-- START OF EXCERPT TO READ --

Hanging by a thread, or Fair Isle on the line (April - May 2014)
Wednesday 16 April: The idea of the homunculus, the little man, remains. A fixed element that has emerged slowly – but it was there from the start, more or less. The initial impetus was the ‘sleeve’ I found on the street – and then there was another sleeve, both made of brown paper, beautifully. I thought they were for flowers but I think T’s guess is correct: the prototypes of sleeves and thus suggestive of arms. We go from there to other body parts and the body itself. And the notion of the figure as an element of design.
Knit me a cardigan, please do, and knit me a cardigan
Later I would understand that the body is what dominates and shapes the room. Architecture is the art of the body. And so to enter architectural space …
And then the notion of pattern, the many layers of the epidermis …
It took one look at the room with the objects in it, many of them well crafted, one of them (Sturgess’s paper piece) beautiful: refined, elegant, I could stick it in the elegant apartment that I don’t have. Here, in my actual apartment it would join the general high-class grot!
K’s remark was decisive: ‘Make it yours’. Not only did I take that on board, abandoning the ‘sleeves’ but gradually converting whatever I was to produce into my own history. All art is biography, I might say – and so it is. But it doesn’t come automatically, as it were; it’s not auto or self in that sense. But it does come unbidden
Thursday 17 April: The room as I saw it yesterday is a mess: confusion, a tangle, competing egos. The wall still dominates – for indeed it is a space in which the wall does dominate. Sue’s concertina pipe (Sue Callanan, Fixtures and Fittings) has the virtue of adding width to the space as it ‘worms’ around, ‘knitting’ the room together. Otherwise it is a mad jumble sale, all competing for attention. Alone much of the work would be good but with these odd juxtapositions in which there is no real communication, everyone heading towards their own Godhead!
But isn’t that how it is, the modern condition, the gaggle-babble insistence of voices all broadcasting on their own special frequency – and a sense here that everything is enlarged beyond what it or the room can endure? Too big too big too big, the death of intimacy – and control. Incomprehensible. And we, those trying to take it all in, uncomprehending, confused, alarmed even. It’s disconcerting. When I left the room I said to myself ‘space debris’.

-- END OF EXCERPT TO READ --

GIVEN TASK 1: According to the April 2014 journal entries, what remark from K proved decisive?

-- START OF PROVIDED ENTRIES --

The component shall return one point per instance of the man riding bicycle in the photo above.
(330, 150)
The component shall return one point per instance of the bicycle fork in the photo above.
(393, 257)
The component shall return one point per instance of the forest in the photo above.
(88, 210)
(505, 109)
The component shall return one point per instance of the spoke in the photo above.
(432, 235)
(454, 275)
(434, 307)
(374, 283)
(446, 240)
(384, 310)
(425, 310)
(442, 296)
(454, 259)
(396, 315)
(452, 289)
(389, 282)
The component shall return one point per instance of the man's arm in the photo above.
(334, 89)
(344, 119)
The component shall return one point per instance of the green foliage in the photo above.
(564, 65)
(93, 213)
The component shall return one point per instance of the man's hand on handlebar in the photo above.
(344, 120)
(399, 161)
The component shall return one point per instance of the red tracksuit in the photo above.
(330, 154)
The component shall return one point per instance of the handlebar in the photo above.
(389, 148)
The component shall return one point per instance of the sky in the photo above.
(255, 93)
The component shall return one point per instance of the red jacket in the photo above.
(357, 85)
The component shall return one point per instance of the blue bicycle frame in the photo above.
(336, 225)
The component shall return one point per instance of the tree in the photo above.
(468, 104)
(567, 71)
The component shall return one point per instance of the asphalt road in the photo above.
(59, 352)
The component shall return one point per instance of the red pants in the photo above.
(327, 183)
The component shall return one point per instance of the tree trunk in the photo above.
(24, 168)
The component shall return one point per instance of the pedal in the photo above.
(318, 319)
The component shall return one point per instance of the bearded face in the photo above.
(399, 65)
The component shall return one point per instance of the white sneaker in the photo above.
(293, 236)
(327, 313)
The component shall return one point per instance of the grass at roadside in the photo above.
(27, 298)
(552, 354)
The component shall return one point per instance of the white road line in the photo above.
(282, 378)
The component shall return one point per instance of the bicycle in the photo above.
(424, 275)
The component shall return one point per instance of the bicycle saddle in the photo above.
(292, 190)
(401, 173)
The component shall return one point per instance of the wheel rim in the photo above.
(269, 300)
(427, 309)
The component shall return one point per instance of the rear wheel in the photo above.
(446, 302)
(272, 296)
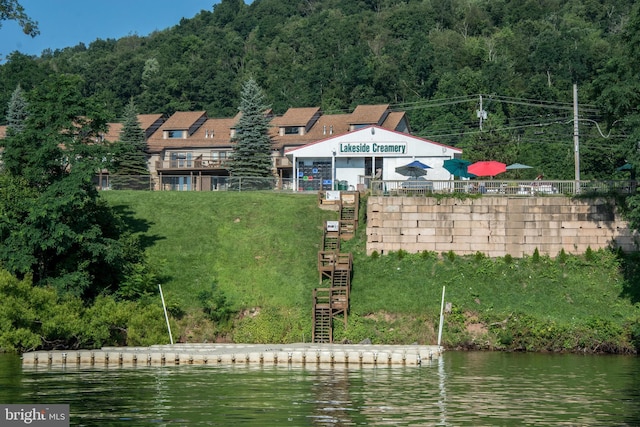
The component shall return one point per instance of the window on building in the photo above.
(172, 134)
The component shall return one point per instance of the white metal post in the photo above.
(441, 319)
(166, 317)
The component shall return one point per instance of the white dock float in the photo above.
(237, 354)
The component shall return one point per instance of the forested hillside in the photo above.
(441, 61)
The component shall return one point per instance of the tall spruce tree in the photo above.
(17, 111)
(54, 227)
(252, 143)
(130, 157)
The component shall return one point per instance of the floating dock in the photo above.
(238, 354)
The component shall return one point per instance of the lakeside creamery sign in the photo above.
(370, 148)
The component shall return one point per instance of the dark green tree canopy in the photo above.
(53, 225)
(12, 10)
(129, 151)
(17, 112)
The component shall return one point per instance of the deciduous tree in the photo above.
(252, 144)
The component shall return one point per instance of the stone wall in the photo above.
(495, 226)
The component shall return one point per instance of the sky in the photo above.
(65, 23)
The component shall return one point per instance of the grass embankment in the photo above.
(259, 251)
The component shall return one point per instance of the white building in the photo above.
(349, 161)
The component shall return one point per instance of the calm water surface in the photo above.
(463, 389)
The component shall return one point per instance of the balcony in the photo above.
(192, 165)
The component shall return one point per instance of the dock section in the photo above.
(238, 354)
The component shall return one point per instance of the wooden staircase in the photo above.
(335, 269)
(349, 203)
(322, 318)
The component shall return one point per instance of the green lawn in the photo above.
(260, 248)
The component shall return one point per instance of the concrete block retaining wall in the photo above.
(495, 226)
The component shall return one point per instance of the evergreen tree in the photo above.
(130, 157)
(252, 144)
(17, 111)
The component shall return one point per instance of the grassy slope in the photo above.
(261, 249)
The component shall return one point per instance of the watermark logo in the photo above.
(34, 415)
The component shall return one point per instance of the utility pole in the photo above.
(481, 114)
(576, 139)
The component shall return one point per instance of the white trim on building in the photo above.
(348, 160)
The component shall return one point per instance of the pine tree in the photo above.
(252, 144)
(130, 157)
(17, 111)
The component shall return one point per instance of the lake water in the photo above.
(462, 389)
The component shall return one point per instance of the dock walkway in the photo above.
(227, 354)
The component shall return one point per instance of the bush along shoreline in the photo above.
(237, 291)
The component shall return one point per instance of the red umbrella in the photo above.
(487, 168)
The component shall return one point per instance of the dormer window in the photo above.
(174, 134)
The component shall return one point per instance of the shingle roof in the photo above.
(182, 120)
(296, 117)
(213, 133)
(113, 132)
(368, 114)
(147, 120)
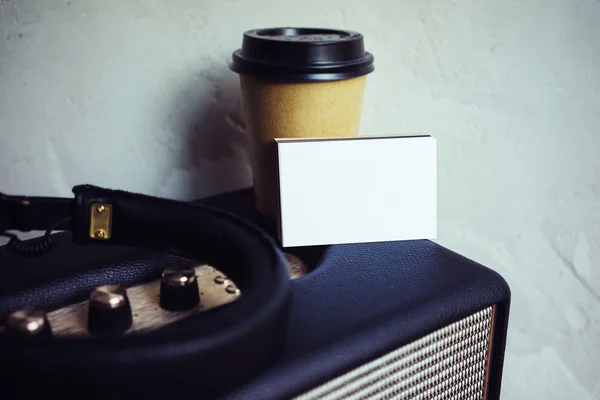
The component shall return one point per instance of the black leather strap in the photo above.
(212, 349)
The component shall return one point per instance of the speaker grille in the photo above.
(449, 363)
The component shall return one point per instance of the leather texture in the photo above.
(359, 302)
(194, 349)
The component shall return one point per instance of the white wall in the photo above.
(137, 95)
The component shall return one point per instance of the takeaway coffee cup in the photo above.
(298, 83)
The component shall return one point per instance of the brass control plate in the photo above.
(145, 308)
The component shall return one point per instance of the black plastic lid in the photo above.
(302, 54)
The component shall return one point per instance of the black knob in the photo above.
(109, 311)
(28, 323)
(179, 289)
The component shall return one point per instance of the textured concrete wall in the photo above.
(137, 95)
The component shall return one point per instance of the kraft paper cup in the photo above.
(298, 83)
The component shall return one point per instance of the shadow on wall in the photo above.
(213, 143)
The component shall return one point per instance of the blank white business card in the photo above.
(365, 189)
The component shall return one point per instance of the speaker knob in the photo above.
(179, 289)
(109, 311)
(28, 323)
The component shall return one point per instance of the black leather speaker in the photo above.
(390, 320)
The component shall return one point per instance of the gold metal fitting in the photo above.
(100, 221)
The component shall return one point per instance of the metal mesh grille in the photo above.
(449, 363)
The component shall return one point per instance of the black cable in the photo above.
(33, 247)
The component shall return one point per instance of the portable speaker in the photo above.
(387, 320)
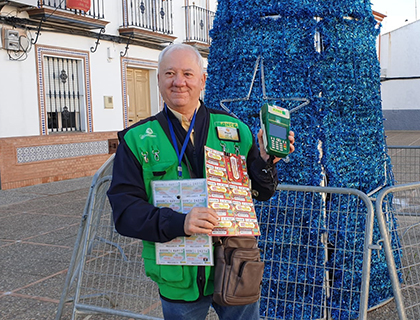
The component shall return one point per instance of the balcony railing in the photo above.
(152, 15)
(198, 23)
(96, 9)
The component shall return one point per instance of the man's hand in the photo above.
(200, 220)
(264, 154)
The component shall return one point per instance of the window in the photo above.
(63, 94)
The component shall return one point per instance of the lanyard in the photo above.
(184, 145)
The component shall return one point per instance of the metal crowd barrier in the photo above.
(403, 201)
(405, 163)
(106, 278)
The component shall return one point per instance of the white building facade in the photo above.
(400, 77)
(71, 79)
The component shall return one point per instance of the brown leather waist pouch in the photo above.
(238, 271)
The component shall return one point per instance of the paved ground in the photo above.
(38, 227)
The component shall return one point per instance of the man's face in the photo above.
(181, 80)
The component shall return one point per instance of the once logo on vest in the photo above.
(149, 133)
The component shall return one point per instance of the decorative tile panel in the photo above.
(60, 151)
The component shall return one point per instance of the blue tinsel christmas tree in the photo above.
(324, 51)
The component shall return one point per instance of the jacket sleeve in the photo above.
(133, 215)
(263, 175)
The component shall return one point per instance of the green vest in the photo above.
(156, 154)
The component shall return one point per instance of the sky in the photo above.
(398, 12)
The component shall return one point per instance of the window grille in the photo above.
(63, 94)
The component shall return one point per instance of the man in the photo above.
(170, 145)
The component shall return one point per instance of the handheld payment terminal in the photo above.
(275, 123)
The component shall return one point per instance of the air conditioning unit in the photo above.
(11, 40)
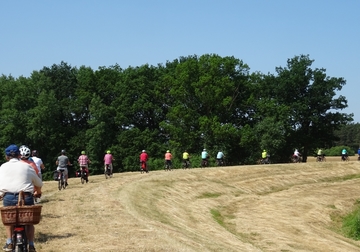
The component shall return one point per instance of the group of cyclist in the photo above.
(144, 157)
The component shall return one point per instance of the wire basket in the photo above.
(21, 214)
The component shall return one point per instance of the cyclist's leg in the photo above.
(66, 175)
(9, 200)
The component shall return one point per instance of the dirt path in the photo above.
(245, 208)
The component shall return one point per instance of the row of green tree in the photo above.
(190, 103)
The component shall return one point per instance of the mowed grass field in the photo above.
(277, 207)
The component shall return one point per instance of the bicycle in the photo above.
(296, 159)
(220, 162)
(61, 179)
(83, 176)
(143, 167)
(186, 164)
(204, 163)
(19, 217)
(320, 159)
(265, 160)
(168, 166)
(108, 173)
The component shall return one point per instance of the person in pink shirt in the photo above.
(84, 162)
(108, 159)
(144, 157)
(168, 157)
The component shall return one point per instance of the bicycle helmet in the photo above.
(24, 151)
(12, 150)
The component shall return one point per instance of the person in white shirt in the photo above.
(16, 176)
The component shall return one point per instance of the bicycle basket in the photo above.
(20, 214)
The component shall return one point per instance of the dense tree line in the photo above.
(191, 103)
(349, 135)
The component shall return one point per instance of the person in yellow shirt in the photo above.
(186, 160)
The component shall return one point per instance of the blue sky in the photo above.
(262, 33)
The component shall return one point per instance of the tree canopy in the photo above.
(191, 103)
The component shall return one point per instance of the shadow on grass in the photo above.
(41, 237)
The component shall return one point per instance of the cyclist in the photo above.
(38, 162)
(84, 162)
(204, 157)
(186, 158)
(62, 162)
(144, 157)
(320, 155)
(344, 154)
(296, 155)
(168, 157)
(25, 157)
(16, 176)
(220, 158)
(108, 159)
(264, 157)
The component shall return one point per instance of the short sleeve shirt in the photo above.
(63, 161)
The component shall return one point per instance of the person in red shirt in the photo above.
(144, 157)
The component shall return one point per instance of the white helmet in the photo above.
(24, 151)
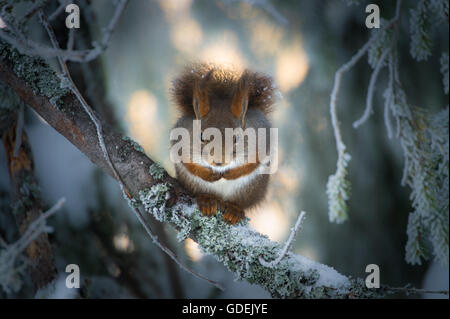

-- END OF PROVIDED ENTRIES --

GIVEN TASK 2: In the listing, rewrite the lines starting at the one that contains "red shirt in the photo above." and ending with the last line of the listing. Replace "white helmet" with "white cap", keep everything else unchanged, and leave the pictures out.

EXERCISE ANSWER 1: K's decisive remark was "Make it yours."

EXERCISE ANSWER 2:
The component shall return one point per instance of the person in red shirt in the photo above.
(144, 157)
The component shall return one point per instance of the white cap in the photo above.
(24, 151)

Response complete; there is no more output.